Entries for labeling object positions:
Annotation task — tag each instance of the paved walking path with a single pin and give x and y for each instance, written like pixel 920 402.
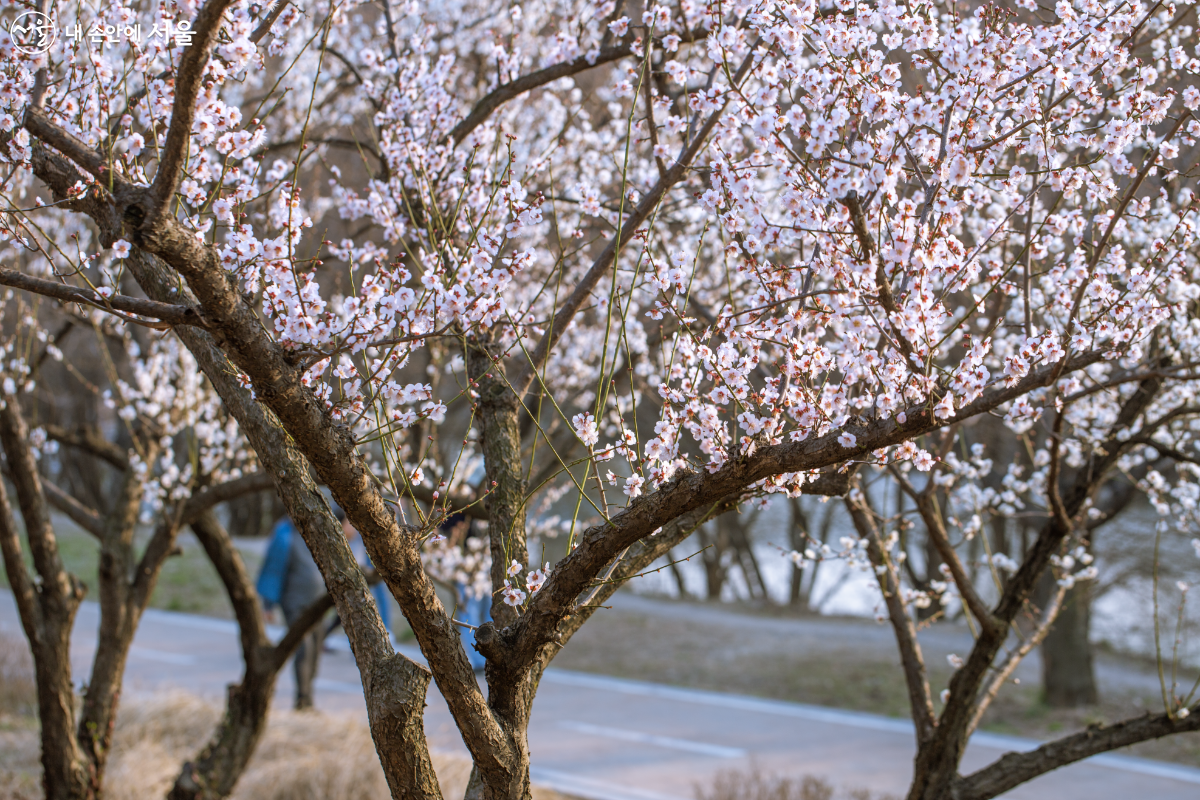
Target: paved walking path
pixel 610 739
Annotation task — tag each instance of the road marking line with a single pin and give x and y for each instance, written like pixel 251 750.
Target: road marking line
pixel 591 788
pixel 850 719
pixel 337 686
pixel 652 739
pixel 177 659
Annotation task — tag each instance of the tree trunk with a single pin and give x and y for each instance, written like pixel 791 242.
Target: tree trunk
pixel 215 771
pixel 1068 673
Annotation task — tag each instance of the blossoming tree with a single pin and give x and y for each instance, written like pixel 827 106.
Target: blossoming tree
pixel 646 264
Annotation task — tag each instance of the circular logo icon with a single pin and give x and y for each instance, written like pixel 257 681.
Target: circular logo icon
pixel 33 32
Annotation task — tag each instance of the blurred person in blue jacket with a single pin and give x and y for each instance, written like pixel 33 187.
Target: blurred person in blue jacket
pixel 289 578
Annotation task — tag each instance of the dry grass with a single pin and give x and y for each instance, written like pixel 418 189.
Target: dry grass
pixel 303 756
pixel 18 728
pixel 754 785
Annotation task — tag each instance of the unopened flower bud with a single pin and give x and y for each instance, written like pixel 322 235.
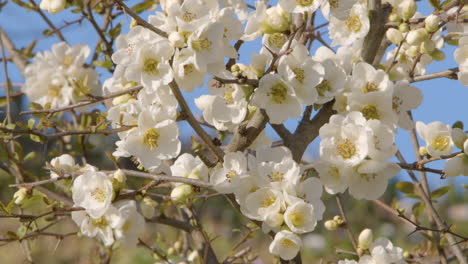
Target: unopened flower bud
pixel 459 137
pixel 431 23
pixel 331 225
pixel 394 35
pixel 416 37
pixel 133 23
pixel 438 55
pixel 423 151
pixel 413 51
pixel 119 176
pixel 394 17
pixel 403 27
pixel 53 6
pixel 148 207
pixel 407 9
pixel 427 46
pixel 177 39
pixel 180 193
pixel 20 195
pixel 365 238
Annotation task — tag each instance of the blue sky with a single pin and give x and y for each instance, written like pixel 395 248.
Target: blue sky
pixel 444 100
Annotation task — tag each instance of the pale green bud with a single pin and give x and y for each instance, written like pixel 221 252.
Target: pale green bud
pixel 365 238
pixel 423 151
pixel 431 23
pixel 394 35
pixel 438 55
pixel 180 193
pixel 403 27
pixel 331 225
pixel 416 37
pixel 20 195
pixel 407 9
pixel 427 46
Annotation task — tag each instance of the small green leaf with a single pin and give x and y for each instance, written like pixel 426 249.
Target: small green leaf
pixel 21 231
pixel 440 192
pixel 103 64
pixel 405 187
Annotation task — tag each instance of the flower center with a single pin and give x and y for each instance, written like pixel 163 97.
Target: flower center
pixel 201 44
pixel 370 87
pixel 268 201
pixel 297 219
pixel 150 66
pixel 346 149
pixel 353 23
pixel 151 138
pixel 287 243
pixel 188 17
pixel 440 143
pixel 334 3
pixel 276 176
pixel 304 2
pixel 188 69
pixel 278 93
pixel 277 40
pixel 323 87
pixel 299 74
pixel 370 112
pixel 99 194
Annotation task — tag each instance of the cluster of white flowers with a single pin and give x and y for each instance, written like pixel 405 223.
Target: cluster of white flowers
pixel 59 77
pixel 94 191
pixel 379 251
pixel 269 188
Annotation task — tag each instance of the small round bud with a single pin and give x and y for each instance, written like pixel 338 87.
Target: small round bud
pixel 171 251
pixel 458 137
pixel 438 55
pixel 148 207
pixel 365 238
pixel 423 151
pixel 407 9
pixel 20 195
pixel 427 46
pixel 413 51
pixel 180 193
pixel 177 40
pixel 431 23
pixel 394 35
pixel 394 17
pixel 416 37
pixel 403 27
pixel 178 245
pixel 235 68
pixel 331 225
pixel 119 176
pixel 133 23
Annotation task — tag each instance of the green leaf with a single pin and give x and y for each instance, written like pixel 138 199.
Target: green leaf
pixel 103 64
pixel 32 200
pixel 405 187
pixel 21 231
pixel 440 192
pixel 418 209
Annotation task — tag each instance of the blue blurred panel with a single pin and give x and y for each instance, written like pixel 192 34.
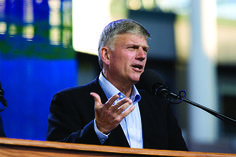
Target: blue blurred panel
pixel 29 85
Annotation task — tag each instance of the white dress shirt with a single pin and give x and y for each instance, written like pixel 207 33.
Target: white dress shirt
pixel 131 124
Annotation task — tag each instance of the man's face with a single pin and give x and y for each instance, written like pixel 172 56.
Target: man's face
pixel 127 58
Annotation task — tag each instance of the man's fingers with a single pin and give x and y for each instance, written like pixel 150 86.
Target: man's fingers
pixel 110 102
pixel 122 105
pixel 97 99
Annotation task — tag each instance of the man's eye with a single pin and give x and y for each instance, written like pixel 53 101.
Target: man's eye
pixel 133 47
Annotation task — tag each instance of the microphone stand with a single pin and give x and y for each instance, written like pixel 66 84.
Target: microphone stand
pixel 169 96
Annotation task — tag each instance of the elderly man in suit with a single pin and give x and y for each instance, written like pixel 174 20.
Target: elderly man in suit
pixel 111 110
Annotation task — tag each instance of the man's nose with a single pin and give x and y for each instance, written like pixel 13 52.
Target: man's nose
* * *
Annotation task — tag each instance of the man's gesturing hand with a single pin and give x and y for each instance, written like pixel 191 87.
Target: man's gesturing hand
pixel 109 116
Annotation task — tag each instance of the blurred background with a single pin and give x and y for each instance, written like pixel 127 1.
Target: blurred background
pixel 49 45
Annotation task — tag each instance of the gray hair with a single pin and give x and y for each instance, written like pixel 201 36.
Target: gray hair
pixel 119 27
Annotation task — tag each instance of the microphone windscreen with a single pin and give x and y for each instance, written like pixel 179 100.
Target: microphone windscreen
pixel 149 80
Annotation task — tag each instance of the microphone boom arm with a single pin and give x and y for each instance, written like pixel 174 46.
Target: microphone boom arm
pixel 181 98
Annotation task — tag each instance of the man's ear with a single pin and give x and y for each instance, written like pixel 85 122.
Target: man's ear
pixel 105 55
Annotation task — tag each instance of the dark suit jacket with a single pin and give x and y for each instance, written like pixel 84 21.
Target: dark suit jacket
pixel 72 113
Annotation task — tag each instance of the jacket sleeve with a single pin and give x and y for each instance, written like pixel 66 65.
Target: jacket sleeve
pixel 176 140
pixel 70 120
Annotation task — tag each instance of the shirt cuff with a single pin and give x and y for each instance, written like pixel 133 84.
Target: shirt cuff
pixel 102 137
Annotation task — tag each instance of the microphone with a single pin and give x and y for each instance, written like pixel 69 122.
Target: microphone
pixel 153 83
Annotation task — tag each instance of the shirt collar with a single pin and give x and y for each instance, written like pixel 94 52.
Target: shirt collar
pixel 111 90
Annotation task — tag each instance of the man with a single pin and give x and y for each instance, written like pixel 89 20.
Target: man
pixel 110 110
---
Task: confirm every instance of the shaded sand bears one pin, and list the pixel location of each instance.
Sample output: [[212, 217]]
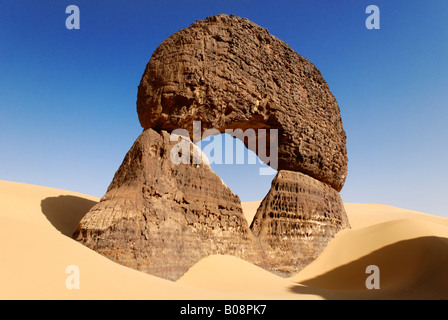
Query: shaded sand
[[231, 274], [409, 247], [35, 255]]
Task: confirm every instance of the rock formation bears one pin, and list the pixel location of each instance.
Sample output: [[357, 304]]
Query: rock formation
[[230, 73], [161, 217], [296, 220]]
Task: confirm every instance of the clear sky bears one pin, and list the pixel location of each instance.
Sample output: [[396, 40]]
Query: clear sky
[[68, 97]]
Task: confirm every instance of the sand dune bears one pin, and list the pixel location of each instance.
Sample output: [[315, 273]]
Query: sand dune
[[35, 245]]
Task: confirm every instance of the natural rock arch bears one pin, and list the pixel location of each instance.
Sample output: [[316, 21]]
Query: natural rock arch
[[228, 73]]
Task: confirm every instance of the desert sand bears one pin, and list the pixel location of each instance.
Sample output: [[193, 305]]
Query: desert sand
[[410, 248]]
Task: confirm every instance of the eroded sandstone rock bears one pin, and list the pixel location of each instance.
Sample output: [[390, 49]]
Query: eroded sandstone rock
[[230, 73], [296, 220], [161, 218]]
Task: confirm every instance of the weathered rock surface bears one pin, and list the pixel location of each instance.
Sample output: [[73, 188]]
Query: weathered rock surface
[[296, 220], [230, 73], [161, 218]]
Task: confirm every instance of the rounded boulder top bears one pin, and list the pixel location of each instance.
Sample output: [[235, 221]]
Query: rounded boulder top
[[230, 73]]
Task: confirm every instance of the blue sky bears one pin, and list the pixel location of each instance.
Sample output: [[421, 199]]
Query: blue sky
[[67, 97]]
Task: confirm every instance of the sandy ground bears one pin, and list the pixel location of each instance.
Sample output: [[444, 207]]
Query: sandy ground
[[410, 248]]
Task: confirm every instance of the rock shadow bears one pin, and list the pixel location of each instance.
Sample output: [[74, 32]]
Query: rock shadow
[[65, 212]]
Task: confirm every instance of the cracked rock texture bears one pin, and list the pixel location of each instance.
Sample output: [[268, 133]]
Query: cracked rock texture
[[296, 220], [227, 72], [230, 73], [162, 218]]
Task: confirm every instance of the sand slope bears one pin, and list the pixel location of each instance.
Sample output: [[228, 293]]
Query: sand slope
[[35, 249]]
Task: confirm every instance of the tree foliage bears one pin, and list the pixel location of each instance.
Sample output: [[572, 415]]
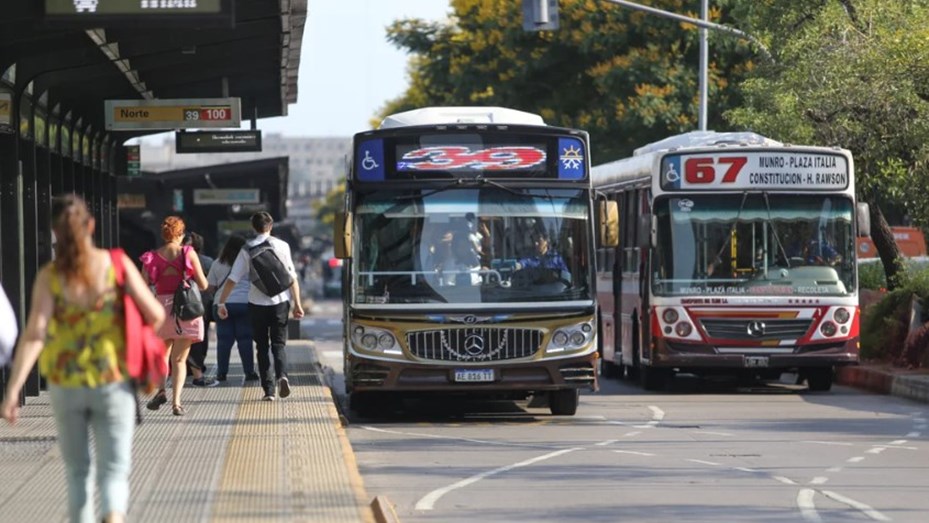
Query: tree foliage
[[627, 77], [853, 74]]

* [What you are asked to do] Can you repeat, word for word, the lines of data from the one containing "Task: confirm every instance of the cracked" through the one containing "[[296, 220], [227, 72], [230, 73], [162, 218]]", both included?

* [Full output]
Task: confirm every instance of the cracked rock texture bears one pin, and list the pixel location of each instance.
Sample output: [[268, 133]]
Query: cracked rock texture
[[296, 220], [227, 72], [230, 73], [162, 218]]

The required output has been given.